What you should do
Go line by line through the data below and work out how many lines contain "query"; the answer is that number alone.

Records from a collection
───

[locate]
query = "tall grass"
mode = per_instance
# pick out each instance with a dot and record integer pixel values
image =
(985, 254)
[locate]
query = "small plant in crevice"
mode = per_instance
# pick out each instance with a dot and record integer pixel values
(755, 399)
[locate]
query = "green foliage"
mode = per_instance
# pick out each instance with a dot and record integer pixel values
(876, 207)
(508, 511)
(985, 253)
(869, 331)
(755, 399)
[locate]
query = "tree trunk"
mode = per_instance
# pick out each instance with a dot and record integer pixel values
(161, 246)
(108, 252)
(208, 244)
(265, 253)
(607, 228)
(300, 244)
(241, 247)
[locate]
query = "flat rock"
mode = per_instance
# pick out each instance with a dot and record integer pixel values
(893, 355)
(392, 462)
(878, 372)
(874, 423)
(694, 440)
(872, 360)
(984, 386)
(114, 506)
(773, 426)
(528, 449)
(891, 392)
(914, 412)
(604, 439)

───

Task solution
5